STATUTORY INDEXING:  
Not Applicable

TOPICAL INDEXING:     
Reformation of Insurance Contracts


In this unanimous unpublished per curiam Opinion, the Michigan Court of Appeals affirmed the trial court’s Order granting summary disposition in favor of the intervening plaintiff Auto-Owners Insurance Company and defendants Nichole Falls, Kyle Richard Falls, and Larry Henry, individually and as Personal Representative for the Estate of Bonnie Henry.  Specifically, the Court of Appeals affirmed the trial court’s ruling that with respect to the bodily injury claim the Henry family was pursuing against the Falls family, Titan Insurance Company could not reform its automobile liability insurance policy that covered Nicole Falls from its policy limits of $100,000/$300,000 to the statutory minimum of $20,000/$40,000, because it was not clear whether Nicole Falls made any misrepresentations to Titan when applying for the policy and, even if she did, those misrepresentations were easily ascertainable by Titan.

The important facts in this case began on June 10, 2009, when Nicole Falls entered into an automobile insurance contract with Titan Insurance by calling K C Insurance Agency and spoke with an insurance agent over the telephone for five minutes.  Then, later on the same day, Nicole went to the insurance agency’s office, where the agent handed her the insurance application, one page at a time, for her to review, initial, and sign.  Notably, Nichole was never shown the first page of the insurance application, which contained a section to list all household drivers.  Nicole then made a $300 downpayment on the insurance premium and left the office three minutes after she arrived.  There was no dispute that Nicole informed the insurance agent that she was married to Kyle Falls; that the family received its health insurance through Kyle Falls’ employment; and that Kyle Falls was able to drive both vehicles.  However, Kyle Falls was not listed as a household driver on the insurance application Nicole signed on June 10, 2009.

* SUPPLIED MATERIAL
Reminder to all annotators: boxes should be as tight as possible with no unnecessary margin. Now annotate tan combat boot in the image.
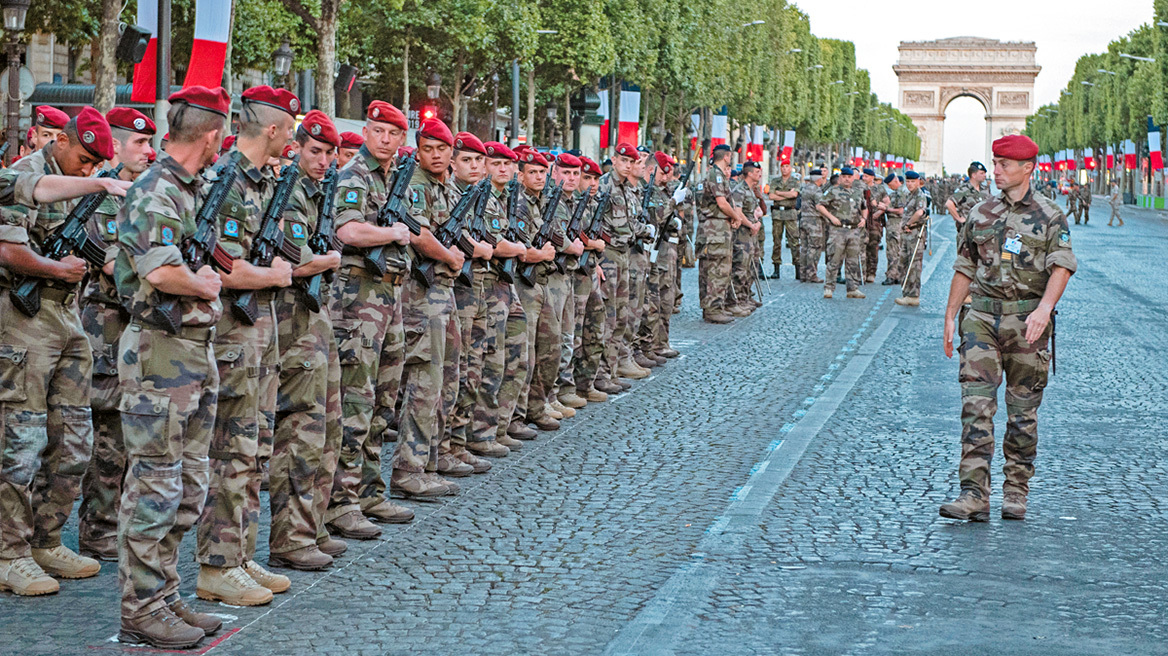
[118,606,207,649]
[466,440,510,458]
[171,599,223,635]
[1002,490,1026,519]
[195,565,272,606]
[559,391,588,410]
[0,556,61,596]
[33,544,102,579]
[940,490,989,522]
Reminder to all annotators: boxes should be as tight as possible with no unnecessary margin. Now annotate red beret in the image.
[77,107,113,160]
[417,118,454,146]
[580,156,604,177]
[162,84,231,116]
[36,105,69,130]
[994,134,1038,160]
[366,100,410,130]
[653,151,674,173]
[300,110,341,148]
[616,141,641,160]
[519,148,551,168]
[482,141,519,161]
[454,132,487,155]
[239,84,300,117]
[105,107,157,134]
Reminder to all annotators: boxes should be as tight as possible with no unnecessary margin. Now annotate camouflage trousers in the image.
[0,288,93,559]
[901,226,929,298]
[269,287,340,553]
[325,266,404,522]
[599,246,632,378]
[884,215,904,280]
[394,275,461,473]
[77,301,126,551]
[572,272,607,392]
[482,277,533,437]
[447,272,494,446]
[469,272,516,442]
[799,217,827,280]
[730,225,759,305]
[823,225,864,292]
[697,218,734,314]
[118,323,220,619]
[958,310,1050,498]
[638,239,679,354]
[195,296,279,567]
[758,210,800,266]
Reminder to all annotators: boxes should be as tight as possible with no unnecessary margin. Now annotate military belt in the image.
[969,296,1042,315]
[130,319,215,343]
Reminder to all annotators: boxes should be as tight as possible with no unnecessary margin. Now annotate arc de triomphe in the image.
[892,36,1042,175]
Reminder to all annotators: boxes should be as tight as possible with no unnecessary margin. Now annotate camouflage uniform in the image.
[758,175,800,270]
[0,142,93,559]
[901,184,929,298]
[113,152,223,619]
[77,175,130,553]
[799,182,827,281]
[953,189,1077,500]
[697,165,734,314]
[196,151,279,567]
[394,167,461,474]
[269,165,342,554]
[325,146,409,522]
[821,183,864,292]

* EXERCISES TO COMPLETE
1. Answer these questions about the insurance case summary above:
(a) To what limits did Titan Insurance Company seek to reform the policy?
(b) How long did the telephone call with the insurance agent last?
(c) How much did Nicole pay as a downpayment on the premium?
2. Carry on the insurance case summary above, picking up after its last sentence.

* WRITTEN RESPONSES
1.
(a) The statutory minimum of $20,000/$40,000.
(b) Five minutes.
(c) $300.

2.
On July 10, 2009, 30 days after the insurance application was completed, Kyle Falls was involved in an automobile accident that led to the death of Bonnie Henry, the wife of Larry Henry.

Shortly after the automobile accident, Titan initiated litigation in this case by filing a declaratory action in which Titan ultimately moved for summary disposition, arguing that the failure to list Kyle Falls as a household driver on the insurance application was a material misrepresentation in the insurance application that allowed Titan to reform the liability coverage from $100,000/$300,000 to $20,000/$40,000.  The trial court denied Titan’s motion for summary disposition on the grounds that there was clearly a question of fact on whether Nicole made any misrepresentations to Titan, considering there was evidence she never saw the first page of the insurance application where household drivers were supposed to be listed, as well as the evidence that she told the agent that she was married and that her husband was able to operate both of their vehicles.  Furthermore, in response to the defendants’ cross-motion for summary disposition, the trial court found that the $100,000/$300,000 policy limits applied under the Titan insurance policy, because even if Nicole Falls made a material misrepresentation by not listing her husband as a household driver, the misrepresentation was easily ascertainable by Titan.

The Court of Appeals affirmed the trial court’s ruling.  In doing so, the Court of Appeals made it explicitly clear that it was basing its decision on the “easily ascertainable” doctrine as recently followed by the Michigan Court of Appeals in Titan Ins Co v Hyten, 291 Mich App 445 (2011), which, at the time of this decision, remained pending before the Michigan Supreme Court to decide whether an insurance carrier may reform an insurance policy on the ground of misrepresentation in the application for insurance, where the misrepresentation is “easily ascertainable” and the claimant is an injured third-party.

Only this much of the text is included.